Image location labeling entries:
• • •

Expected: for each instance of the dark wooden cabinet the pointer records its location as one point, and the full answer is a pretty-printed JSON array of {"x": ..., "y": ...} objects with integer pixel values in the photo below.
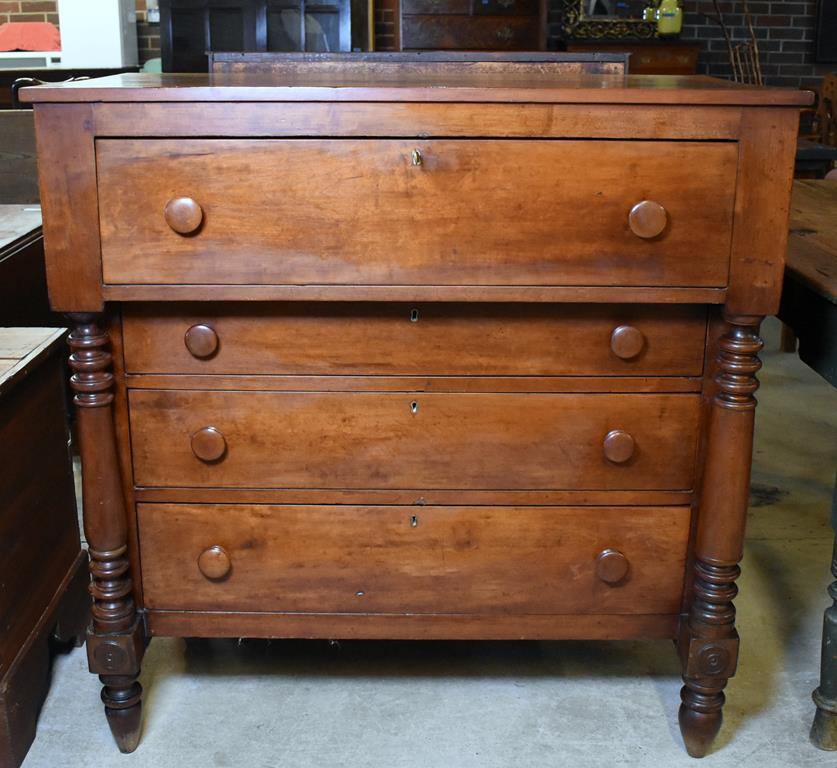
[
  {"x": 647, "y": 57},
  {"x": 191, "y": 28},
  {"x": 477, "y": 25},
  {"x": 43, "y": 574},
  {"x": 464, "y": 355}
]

• • •

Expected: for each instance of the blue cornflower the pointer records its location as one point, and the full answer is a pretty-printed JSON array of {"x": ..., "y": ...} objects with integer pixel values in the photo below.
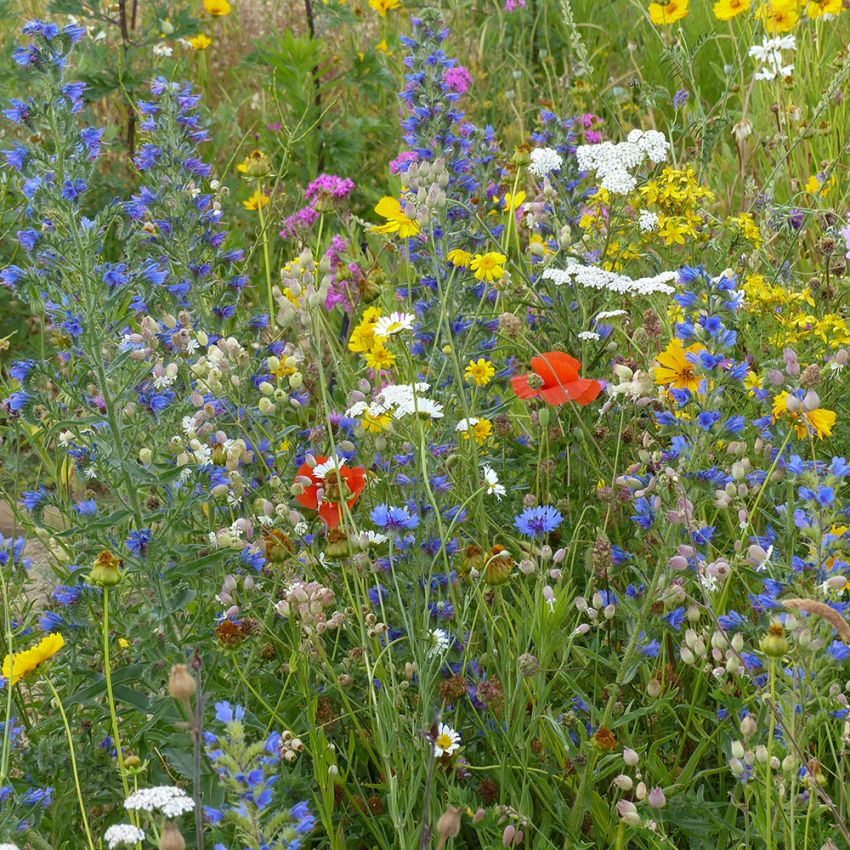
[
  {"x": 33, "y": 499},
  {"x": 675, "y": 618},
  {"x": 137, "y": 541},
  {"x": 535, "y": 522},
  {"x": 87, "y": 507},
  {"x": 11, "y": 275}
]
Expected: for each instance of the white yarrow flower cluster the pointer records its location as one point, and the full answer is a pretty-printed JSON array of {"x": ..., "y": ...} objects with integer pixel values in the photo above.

• • •

In the data above, start at the line that contains "Expected: for each instance of the blue" and stop after the line that contains "Expected: for each instance of the white". Reproduce those lines, shifting every x and y coordinate in the answers by adding 96, and leave the picture out of your reply.

Expected: for each instance of the blue cornflower the pointer records its location as one point, and the full answer is a pretty-printed JSON array of {"x": ..., "y": ...} objects with integer pixel values in the photo below.
[
  {"x": 129, "y": 595},
  {"x": 771, "y": 714},
  {"x": 233, "y": 637},
  {"x": 631, "y": 618},
  {"x": 183, "y": 603},
  {"x": 107, "y": 371}
]
Expected: for each instance of the white yarrow flower cluster the pointer records its location as one point, and the full answer is a pretty-printed JSON array of {"x": ..., "y": ...} objects with integer pixel values in the photo above.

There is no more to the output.